Dataset entries
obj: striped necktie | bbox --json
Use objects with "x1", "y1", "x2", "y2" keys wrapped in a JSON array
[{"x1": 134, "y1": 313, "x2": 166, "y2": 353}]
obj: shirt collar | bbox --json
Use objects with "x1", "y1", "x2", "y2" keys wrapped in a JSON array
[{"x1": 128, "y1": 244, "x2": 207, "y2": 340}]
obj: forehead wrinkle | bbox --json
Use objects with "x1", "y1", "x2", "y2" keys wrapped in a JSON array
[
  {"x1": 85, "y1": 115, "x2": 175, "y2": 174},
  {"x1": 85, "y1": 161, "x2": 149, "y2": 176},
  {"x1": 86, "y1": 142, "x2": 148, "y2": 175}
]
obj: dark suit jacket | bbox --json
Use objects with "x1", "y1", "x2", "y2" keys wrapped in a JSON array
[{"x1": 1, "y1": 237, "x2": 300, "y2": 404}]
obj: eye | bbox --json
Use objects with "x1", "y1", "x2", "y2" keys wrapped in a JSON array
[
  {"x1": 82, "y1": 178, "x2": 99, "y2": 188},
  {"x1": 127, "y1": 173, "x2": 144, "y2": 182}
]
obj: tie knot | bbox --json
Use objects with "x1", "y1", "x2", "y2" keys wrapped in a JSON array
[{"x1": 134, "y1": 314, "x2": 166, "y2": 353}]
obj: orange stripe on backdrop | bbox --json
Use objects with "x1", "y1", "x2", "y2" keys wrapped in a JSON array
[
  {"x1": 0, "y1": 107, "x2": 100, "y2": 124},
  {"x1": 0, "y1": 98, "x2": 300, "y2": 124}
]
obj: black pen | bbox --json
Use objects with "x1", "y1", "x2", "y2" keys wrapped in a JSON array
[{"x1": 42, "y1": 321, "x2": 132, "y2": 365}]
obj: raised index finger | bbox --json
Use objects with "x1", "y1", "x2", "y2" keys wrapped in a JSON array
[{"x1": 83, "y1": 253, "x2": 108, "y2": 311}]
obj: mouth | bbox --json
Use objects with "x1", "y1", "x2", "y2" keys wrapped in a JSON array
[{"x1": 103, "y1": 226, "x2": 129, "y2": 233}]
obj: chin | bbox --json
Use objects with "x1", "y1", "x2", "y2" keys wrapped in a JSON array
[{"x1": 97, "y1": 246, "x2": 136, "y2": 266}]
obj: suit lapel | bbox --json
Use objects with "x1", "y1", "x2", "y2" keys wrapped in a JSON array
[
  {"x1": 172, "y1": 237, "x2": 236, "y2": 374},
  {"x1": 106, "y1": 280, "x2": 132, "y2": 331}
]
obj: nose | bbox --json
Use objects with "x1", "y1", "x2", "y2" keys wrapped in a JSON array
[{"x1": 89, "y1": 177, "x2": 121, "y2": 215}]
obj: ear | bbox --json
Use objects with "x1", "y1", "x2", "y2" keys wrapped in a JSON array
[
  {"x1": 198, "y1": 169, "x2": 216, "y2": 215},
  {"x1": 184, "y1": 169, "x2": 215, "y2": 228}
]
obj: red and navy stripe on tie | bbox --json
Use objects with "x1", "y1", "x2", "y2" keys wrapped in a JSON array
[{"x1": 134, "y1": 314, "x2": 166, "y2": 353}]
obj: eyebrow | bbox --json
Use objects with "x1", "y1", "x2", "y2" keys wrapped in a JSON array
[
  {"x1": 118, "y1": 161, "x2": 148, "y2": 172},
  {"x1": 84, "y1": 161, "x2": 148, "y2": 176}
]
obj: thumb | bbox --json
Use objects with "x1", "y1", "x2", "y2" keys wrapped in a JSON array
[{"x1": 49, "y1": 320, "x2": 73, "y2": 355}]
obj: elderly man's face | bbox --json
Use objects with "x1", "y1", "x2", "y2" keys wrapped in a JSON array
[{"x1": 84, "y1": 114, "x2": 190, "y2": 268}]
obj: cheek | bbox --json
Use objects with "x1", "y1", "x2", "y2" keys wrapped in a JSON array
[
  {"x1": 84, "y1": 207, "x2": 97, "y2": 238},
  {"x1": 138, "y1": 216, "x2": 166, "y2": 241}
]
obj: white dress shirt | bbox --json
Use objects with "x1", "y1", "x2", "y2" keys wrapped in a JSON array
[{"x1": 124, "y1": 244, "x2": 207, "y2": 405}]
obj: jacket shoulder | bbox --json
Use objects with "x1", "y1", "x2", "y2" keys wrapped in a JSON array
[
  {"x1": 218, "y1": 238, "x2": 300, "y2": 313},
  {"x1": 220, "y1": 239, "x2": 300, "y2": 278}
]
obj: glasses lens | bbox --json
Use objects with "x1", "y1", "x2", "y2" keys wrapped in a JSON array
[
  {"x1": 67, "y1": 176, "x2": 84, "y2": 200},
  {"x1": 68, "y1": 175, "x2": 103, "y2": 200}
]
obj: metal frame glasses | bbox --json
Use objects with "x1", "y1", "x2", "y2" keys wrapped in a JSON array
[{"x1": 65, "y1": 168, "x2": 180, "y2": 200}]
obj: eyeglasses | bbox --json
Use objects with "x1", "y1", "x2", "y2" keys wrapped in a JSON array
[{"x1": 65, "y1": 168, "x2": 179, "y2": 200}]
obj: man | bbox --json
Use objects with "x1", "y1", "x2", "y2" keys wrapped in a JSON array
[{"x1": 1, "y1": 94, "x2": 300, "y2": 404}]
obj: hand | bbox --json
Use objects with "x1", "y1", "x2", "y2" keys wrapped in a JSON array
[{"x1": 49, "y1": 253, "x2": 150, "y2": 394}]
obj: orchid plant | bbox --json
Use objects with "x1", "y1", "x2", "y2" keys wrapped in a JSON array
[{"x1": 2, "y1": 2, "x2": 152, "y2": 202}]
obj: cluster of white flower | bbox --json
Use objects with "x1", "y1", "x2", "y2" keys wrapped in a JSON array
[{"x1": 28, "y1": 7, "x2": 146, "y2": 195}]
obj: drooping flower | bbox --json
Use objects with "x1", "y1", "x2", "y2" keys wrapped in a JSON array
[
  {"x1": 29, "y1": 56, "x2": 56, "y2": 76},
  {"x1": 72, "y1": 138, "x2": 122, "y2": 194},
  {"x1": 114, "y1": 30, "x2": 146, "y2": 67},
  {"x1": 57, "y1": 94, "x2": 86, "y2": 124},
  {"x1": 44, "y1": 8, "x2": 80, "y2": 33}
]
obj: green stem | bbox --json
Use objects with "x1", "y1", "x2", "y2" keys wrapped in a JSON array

### WORK INSTRUCTION
Return every line in the records that includes the string "suit".

### EXERCISE RESULT
obj: dark suit jacket | bbox --json
obj: suit lapel | bbox --json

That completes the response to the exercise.